> _EXERCISE BRIEF_:
Reproduce all of the listing below without alteration.

[Records from a point labeling set]

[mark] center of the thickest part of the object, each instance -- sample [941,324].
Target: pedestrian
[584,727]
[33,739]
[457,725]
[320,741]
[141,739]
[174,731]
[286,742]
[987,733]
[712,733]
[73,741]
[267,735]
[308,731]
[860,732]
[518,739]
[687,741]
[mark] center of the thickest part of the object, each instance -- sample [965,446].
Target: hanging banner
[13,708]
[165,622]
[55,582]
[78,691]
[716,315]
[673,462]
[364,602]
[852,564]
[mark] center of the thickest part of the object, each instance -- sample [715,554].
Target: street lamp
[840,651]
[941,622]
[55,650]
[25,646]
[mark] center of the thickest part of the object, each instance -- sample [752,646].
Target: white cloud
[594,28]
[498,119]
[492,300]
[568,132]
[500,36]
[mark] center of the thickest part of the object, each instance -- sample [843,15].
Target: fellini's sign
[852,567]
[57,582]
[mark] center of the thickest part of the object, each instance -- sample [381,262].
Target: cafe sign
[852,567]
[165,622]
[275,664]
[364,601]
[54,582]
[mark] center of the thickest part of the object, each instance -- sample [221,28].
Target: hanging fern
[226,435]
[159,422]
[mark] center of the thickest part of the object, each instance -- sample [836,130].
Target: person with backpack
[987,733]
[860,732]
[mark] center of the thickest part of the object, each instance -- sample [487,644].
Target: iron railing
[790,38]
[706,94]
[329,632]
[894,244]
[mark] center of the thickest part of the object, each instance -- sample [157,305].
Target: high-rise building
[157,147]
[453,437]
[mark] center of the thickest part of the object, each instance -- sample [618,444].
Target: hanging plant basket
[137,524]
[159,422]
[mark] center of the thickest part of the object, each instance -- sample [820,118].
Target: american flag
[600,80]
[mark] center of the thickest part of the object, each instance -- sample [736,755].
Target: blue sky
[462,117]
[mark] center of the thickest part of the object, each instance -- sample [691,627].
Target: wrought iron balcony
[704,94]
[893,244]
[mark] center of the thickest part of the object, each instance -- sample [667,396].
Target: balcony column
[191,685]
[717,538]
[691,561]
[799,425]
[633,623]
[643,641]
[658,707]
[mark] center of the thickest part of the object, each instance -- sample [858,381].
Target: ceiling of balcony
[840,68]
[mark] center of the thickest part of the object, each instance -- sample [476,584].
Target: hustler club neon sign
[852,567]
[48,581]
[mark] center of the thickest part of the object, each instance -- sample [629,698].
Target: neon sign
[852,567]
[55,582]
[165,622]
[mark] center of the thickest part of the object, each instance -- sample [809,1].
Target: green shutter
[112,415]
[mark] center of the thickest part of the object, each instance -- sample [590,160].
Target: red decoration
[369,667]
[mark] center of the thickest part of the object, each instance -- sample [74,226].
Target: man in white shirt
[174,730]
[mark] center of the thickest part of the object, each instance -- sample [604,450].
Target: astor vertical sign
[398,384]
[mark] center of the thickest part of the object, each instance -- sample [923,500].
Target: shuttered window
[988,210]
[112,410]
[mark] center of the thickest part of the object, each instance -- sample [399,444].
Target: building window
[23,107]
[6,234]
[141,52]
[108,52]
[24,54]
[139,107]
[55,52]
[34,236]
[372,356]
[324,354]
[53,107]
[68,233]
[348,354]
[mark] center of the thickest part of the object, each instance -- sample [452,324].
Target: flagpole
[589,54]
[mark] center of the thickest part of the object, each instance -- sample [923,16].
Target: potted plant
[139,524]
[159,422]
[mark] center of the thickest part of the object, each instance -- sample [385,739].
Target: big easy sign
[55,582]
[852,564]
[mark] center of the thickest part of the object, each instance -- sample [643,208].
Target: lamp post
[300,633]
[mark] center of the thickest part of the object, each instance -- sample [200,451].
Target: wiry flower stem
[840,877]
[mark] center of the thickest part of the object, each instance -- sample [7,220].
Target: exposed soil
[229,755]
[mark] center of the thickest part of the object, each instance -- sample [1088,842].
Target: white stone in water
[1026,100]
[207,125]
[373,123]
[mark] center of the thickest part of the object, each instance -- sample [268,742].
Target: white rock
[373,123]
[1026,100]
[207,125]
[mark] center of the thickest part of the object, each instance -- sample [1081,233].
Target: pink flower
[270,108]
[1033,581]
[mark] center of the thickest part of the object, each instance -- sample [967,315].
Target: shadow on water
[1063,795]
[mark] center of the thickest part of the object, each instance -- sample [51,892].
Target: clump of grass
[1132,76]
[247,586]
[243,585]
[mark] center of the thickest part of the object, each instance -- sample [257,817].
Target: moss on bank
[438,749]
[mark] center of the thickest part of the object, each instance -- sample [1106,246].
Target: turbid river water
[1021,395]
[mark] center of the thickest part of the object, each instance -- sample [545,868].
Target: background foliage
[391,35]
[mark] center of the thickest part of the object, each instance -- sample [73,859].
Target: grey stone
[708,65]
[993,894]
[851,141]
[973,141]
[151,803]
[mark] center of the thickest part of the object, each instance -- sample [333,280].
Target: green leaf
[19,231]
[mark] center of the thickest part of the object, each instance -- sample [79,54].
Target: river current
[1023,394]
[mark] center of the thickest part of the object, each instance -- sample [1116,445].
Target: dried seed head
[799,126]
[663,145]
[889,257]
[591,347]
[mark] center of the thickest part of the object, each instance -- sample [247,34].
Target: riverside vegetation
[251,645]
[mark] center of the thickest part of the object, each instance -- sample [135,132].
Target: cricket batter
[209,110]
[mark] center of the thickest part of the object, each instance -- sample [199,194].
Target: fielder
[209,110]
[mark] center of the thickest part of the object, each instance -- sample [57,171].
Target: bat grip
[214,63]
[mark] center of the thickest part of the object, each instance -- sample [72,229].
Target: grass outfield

> _REPLY_:
[mark] center of the thickest part of the object, each instance -- sample [941,324].
Target: pedestrian
[584,727]
[33,739]
[457,725]
[320,741]
[141,739]
[174,731]
[286,742]
[987,733]
[712,733]
[73,741]
[267,735]
[308,731]
[860,732]
[518,739]
[687,741]
[mark] center of the thickest part of the object, each instance -- sample [965,446].
Target: hanging banner
[13,708]
[165,622]
[55,582]
[78,691]
[716,315]
[673,462]
[364,602]
[852,564]
[mark] center of the thickest part of the object, each instance -- sample [715,554].
Target: street lamp
[840,651]
[941,622]
[55,650]
[25,646]
[mark] center of the thickest part of the object, each instance -- sample [752,646].
Target: white cloud
[594,28]
[498,119]
[492,300]
[568,132]
[500,36]
[mark] center of the thickest part of the object, each instance -- sample [843,15].
Target: fellini's sign
[852,567]
[57,582]
[mark] center of the thickest part of the object, each instance -- sample [381,262].
Target: cafe sign
[852,567]
[165,622]
[275,664]
[364,601]
[54,582]
[mark] center of the thickest part of the object, each instance -- sample [221,28].
Target: hanging fern
[226,435]
[159,422]
[mark] center of the thickest part of the object, each instance -- sample [836,130].
Target: person with backpack
[987,733]
[860,732]
[mark] center of the thickest part of the object, each instance -- sample [487,644].
Target: iron railing
[790,38]
[706,94]
[329,632]
[894,244]
[mark] center of the thickest part of the object, each instance -- sample [157,305].
Target: high-rise building
[157,147]
[453,437]
[mark] center of the thickest part of the object, each instance -- sample [618,444].
Target: hanging plant basket
[137,524]
[159,422]
[mark] center of the thickest part of the object, each instance -- sample [820,118].
Target: american flag
[600,80]
[mark] center of the thickest part of the object, each instance -- sample [736,755].
Target: blue sky
[462,117]
[mark] center of the thickest part of the object, each instance -- sample [691,627].
Target: wrought iron balcony
[704,94]
[893,244]
[mark] center of the thickest part of the object, each instance -- sample [667,396].
Target: balcony column
[191,685]
[717,538]
[691,561]
[799,425]
[633,623]
[643,641]
[658,707]
[mark] center of the thickest part of the object, each instance -- sample [858,381].
Target: ceiling of balcony
[840,68]
[mark] center of the thickest part of the object, each instance -- sample [476,584].
Target: hustler club neon sign
[852,567]
[48,581]
[mark] center of the thickest part of the object, each instance -- sample [629,698].
Target: neon sign
[852,567]
[55,582]
[165,622]
[mark] center of the thickest part of the object, each instance -- sample [809,1].
Target: green shutter
[112,415]
[mark] center of the thickest part of the object, each instance -- sample [590,160].
Target: red decoration
[369,667]
[mark] center of the thickest part of the object, each instance -- sample [74,226].
Target: man in white shirt
[174,730]
[mark] center of the thickest part of the object, each instance -- sample [604,450].
Target: astor vertical sign
[398,384]
[mark] center of the thickest part of the object, each instance -- sample [923,500].
Target: shuttered window
[988,210]
[112,410]
[mark] center of the thickest part of the object, each instance -- sample [399,444].
Target: building window
[23,107]
[6,234]
[141,52]
[108,52]
[24,54]
[139,107]
[55,52]
[34,236]
[372,356]
[324,354]
[53,107]
[68,233]
[348,354]
[mark] center of the thickest part of the object, each instance -- sample [452,324].
Target: flagpole
[589,54]
[mark] center of the thickest part of the object, each instance -- sample [923,16].
Target: potted plant
[139,524]
[159,422]
[mark] center of the thickest part of the object, each instance -- sample [385,739].
Target: big easy sign
[55,582]
[852,564]
[mark] center of the thickest part of the object, each instance -- sample [643,208].
Target: lamp post
[300,633]
[mark] center of the thickest part of the object, each instance -- sample [200,451].
Target: wiry flower stem
[840,877]
[mark] center of the thickest part of the object, each instance -- sample [7,220].
Target: exposed soil
[229,755]
[mark] center of the thickest part of the object, each instance -- sample [1088,842].
Target: white stone in water
[1026,100]
[207,125]
[373,123]
[mark] center of the thickest part of the object, each instance -- sample [268,742].
Target: white rock
[373,123]
[1026,100]
[207,125]
[mark] center of the thickest part of the object, each instance -- sample [1081,233].
Target: pink flower
[270,108]
[1033,581]
[mark] center of the thickest part of the object, each instance -- sample [967,315].
Target: shadow on water
[1063,795]
[mark] center of the thickest part of the object, each instance -- sample [51,892].
Target: clump of grass
[1132,76]
[247,586]
[243,585]
[mark] center of the thickest part of the object, each instance -- sample [257,817].
Target: moss on bank
[438,749]
[mark] center of the thickest part of the object, each instance -- sample [1106,246].
Target: turbid river water
[1021,395]
[mark] center of the thickest part of the object, each instance -- sample [545,868].
Target: background foliage
[391,35]
[mark] center of the thickest part of the object, each instance -- sample [73,859].
Target: grey stone
[708,65]
[993,894]
[851,141]
[973,141]
[151,803]
[mark] center of the thickest part of the object, each instance -- sample [333,280].
Target: green leaf
[19,231]
[mark] center of the thickest part of the object, each instance -- sample [79,54].
Target: river current
[1023,394]
[mark] center of the thickest part of the object, each instance -- sample [1116,445].
Target: dried seed head
[799,126]
[663,145]
[889,257]
[591,347]
[mark] center of the thickest part of the object, each instance -- sample [247,34].
Target: riverside vegetation
[251,645]
[mark] center of the thickest part of the object, each instance -- sample [135,132].
Target: cricket batter
[209,110]
[mark] center of the thickest part of the object, each instance -- sample [199,194].
Target: fielder
[209,110]
[mark] center of the thickest part of the object, each instance -- sample [57,171].
Target: bat grip
[214,63]
[mark] center of the thickest part of the object, each instance -- sample [72,229].
Target: grass outfield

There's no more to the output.